● Problem details:
Please copy the lines below, exactly as they are, from the one with "weathered post you see." through the one with "tarmac path you see.", and leave out the pictures.

Dataset records Start Marker

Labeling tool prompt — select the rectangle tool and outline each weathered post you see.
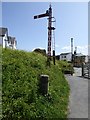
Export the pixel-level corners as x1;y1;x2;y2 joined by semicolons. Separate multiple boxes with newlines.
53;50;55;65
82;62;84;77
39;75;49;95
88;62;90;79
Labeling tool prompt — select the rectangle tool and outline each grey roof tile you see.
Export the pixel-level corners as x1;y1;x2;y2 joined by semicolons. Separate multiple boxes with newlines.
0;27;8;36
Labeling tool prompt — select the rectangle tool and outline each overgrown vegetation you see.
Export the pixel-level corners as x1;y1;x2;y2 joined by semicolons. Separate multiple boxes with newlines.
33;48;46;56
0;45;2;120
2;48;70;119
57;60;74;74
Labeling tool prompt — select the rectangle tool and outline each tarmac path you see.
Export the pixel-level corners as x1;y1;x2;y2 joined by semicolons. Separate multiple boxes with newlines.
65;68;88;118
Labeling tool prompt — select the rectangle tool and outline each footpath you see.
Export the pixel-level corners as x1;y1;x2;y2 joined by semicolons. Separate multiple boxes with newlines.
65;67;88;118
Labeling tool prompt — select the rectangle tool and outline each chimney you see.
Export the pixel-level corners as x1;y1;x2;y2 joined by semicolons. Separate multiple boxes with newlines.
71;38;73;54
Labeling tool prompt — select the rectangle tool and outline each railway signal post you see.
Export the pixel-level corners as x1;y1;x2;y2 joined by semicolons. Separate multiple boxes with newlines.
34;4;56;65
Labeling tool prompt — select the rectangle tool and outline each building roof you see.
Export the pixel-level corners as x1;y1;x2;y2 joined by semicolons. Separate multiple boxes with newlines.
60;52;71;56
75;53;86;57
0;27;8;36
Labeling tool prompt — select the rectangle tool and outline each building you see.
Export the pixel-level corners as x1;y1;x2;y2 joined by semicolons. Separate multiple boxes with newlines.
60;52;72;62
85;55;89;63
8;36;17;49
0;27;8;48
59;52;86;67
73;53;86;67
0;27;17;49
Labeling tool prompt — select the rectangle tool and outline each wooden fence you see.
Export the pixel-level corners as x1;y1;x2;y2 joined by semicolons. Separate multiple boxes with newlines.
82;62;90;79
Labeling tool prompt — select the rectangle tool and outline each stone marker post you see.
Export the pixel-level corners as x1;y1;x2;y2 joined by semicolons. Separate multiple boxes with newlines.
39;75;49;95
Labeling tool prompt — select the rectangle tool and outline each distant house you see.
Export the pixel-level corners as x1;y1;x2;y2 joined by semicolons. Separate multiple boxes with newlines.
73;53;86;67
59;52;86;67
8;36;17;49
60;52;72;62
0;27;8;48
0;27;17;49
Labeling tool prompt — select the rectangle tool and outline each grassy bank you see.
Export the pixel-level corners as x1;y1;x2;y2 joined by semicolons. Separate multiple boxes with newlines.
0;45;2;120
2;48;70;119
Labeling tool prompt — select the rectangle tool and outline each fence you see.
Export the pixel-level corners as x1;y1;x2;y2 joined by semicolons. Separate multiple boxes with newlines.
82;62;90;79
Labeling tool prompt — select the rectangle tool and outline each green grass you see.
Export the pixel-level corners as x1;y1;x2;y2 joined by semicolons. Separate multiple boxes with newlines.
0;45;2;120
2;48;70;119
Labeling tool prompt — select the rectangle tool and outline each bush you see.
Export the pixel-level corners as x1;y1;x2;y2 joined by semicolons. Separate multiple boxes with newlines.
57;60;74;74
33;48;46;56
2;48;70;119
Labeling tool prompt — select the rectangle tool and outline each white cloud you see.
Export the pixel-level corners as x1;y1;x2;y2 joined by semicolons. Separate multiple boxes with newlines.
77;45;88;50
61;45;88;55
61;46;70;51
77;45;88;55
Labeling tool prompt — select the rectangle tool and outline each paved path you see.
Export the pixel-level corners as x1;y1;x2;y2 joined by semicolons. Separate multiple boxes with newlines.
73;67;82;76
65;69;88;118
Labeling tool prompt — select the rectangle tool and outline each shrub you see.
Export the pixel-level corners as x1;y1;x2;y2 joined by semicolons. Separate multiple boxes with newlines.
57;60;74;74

Dataset records End Marker
Dataset records Start Marker

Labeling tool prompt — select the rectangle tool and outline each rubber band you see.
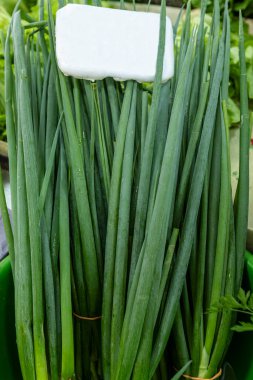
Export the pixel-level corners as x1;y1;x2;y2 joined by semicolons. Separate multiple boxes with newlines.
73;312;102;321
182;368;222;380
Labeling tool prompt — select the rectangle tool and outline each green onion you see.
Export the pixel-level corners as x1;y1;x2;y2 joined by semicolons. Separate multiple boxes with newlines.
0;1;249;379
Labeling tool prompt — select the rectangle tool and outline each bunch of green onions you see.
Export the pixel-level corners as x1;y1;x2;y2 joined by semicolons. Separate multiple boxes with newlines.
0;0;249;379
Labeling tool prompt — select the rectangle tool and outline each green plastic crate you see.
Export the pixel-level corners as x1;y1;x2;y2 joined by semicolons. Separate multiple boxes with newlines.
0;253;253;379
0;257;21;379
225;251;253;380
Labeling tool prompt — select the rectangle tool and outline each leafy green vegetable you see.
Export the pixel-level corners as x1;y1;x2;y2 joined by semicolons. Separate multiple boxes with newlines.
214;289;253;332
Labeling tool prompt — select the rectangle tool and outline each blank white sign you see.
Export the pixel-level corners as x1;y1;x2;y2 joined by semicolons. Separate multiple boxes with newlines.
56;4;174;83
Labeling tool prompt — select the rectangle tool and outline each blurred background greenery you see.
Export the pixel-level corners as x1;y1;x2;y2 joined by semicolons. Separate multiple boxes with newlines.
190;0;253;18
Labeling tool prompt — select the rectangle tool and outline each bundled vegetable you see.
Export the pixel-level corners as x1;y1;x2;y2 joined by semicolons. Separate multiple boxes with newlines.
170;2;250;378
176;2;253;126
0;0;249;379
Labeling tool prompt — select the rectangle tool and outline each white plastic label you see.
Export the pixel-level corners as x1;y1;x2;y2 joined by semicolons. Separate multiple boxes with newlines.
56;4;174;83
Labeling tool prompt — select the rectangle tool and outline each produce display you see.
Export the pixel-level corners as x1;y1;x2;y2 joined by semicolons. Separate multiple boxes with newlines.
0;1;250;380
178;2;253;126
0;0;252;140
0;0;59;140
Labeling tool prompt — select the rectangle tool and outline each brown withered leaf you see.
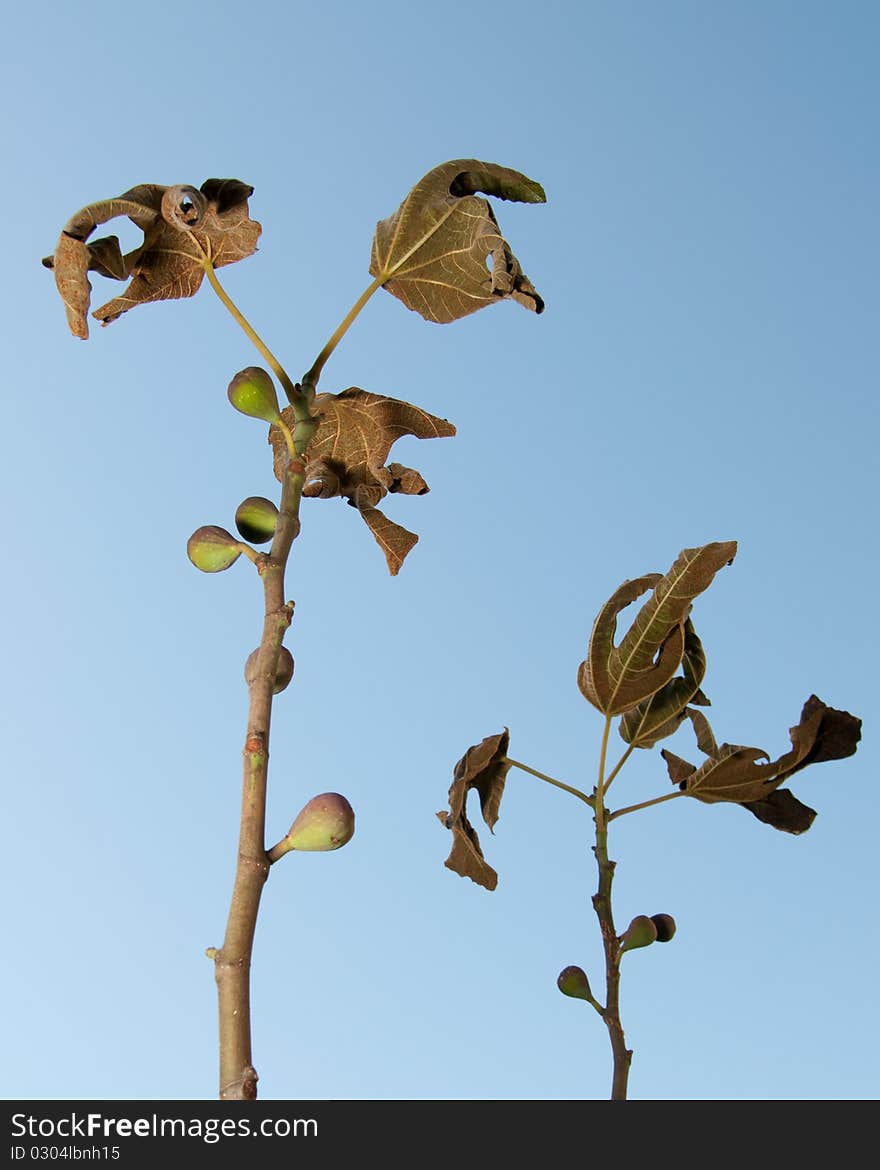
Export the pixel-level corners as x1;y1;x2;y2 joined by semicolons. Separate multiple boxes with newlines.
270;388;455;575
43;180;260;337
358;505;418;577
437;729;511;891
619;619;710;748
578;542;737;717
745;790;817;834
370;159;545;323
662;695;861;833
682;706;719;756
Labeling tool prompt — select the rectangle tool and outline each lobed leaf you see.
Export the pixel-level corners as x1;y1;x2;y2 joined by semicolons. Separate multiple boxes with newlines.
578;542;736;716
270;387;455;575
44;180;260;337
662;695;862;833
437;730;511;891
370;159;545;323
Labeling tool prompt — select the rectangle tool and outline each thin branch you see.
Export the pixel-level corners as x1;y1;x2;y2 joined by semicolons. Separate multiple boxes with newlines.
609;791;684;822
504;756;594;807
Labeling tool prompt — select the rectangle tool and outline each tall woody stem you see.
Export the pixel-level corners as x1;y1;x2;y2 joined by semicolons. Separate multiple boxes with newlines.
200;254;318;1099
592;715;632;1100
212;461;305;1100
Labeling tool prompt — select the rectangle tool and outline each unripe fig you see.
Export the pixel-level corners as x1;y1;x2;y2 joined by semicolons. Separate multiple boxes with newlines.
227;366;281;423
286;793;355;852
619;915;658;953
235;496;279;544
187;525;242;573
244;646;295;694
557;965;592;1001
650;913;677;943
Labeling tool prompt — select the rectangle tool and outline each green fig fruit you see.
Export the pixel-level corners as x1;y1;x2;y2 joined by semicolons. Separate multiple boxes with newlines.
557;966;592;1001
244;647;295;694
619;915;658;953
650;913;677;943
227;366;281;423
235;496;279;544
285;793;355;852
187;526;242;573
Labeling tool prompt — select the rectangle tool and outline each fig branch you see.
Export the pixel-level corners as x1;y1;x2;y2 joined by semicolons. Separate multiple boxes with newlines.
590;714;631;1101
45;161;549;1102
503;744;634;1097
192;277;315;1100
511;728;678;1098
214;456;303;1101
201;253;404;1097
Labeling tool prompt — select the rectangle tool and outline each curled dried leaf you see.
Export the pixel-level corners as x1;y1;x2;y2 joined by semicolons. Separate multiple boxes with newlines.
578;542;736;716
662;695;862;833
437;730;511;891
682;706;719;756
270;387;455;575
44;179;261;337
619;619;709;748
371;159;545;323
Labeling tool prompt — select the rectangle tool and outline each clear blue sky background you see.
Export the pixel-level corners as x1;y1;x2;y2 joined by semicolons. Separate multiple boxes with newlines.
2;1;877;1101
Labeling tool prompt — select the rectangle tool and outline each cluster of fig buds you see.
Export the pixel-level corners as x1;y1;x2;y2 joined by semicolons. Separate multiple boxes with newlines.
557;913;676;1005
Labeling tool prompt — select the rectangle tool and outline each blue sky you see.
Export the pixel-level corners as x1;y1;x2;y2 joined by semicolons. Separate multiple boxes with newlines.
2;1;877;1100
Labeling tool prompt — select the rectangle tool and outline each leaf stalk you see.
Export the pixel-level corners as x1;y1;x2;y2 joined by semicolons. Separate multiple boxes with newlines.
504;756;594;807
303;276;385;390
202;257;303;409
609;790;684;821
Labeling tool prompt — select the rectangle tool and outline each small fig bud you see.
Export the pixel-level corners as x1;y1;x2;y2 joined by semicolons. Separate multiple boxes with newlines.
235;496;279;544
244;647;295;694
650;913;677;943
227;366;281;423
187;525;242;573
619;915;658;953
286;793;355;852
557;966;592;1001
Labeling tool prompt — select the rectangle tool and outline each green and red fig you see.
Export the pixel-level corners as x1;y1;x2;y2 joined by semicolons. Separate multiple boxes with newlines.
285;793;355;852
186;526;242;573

Dataset records End Marker
Dataset records Start Marker

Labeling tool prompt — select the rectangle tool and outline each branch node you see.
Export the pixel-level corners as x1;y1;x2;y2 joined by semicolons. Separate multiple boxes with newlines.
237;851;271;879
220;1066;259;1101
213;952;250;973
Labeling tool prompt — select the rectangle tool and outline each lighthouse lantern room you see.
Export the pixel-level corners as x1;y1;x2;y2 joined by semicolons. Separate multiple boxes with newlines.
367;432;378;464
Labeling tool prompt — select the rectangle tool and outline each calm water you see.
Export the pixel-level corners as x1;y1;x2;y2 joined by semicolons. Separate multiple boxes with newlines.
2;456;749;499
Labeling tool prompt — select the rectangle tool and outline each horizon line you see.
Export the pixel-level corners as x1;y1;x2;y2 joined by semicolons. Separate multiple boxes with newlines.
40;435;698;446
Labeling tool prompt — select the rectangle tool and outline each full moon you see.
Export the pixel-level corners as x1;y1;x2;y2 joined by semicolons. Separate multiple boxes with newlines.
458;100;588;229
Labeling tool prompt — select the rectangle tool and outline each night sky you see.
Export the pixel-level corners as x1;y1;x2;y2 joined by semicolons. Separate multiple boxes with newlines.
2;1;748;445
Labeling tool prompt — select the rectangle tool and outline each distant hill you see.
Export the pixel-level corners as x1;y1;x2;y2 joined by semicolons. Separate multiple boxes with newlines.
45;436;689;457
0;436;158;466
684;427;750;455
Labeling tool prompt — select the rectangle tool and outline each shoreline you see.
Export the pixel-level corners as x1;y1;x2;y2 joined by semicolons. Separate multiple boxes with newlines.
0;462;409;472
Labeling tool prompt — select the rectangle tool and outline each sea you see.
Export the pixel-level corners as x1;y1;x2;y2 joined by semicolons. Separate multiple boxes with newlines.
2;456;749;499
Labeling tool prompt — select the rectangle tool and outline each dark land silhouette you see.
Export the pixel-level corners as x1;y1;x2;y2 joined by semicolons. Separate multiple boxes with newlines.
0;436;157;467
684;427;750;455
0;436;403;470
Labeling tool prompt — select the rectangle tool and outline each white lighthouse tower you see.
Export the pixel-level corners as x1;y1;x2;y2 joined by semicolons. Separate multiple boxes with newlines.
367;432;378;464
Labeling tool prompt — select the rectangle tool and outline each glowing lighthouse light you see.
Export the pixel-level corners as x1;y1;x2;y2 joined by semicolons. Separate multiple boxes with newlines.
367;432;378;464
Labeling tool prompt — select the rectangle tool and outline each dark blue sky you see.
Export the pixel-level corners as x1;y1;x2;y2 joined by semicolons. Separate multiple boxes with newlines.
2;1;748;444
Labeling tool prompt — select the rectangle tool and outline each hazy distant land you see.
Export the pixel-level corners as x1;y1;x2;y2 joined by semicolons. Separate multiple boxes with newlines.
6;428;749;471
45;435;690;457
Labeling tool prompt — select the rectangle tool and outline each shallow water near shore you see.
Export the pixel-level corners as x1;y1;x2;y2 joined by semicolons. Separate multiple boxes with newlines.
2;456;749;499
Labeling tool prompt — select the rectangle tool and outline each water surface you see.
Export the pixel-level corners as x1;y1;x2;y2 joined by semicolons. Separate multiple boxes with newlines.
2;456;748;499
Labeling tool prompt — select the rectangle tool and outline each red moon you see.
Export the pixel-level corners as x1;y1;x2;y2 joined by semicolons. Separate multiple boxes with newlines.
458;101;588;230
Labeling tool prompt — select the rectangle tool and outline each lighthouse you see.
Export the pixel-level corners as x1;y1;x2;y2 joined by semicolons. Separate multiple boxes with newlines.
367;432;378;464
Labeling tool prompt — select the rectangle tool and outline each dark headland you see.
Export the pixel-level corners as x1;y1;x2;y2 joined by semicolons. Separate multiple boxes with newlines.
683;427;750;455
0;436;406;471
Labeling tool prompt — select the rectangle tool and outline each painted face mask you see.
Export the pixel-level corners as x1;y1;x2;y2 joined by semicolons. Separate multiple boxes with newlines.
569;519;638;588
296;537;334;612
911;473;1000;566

Dataset records End Marker

● Response below:
Labeling tool prompt — select the rectangle tool and outline each weathered post you see.
Export the pixel-level corners as x1;y1;x2;y2 joined by semicolons. Separate multiple boxes with newlines.
53;50;55;65
82;62;84;77
39;75;49;95
88;62;90;79
Labeling tool prompt — select the rectangle tool and outline each grey roof tile you see.
Export the pixel-level corners as x1;y1;x2;y2 joined by semicolons. Separate multiple boxes with newlines.
0;27;8;36
Labeling tool prompt — select the rectangle tool and outline each overgrown vegetation you see.
Export the pixel-level corners as x1;y1;x2;y2 joined by semicolons. Separate multiple boxes with newlines.
33;48;46;56
0;45;2;120
2;48;70;119
57;60;74;74
Labeling tool prompt — select the rectangle tool and outline each tarmac path you see.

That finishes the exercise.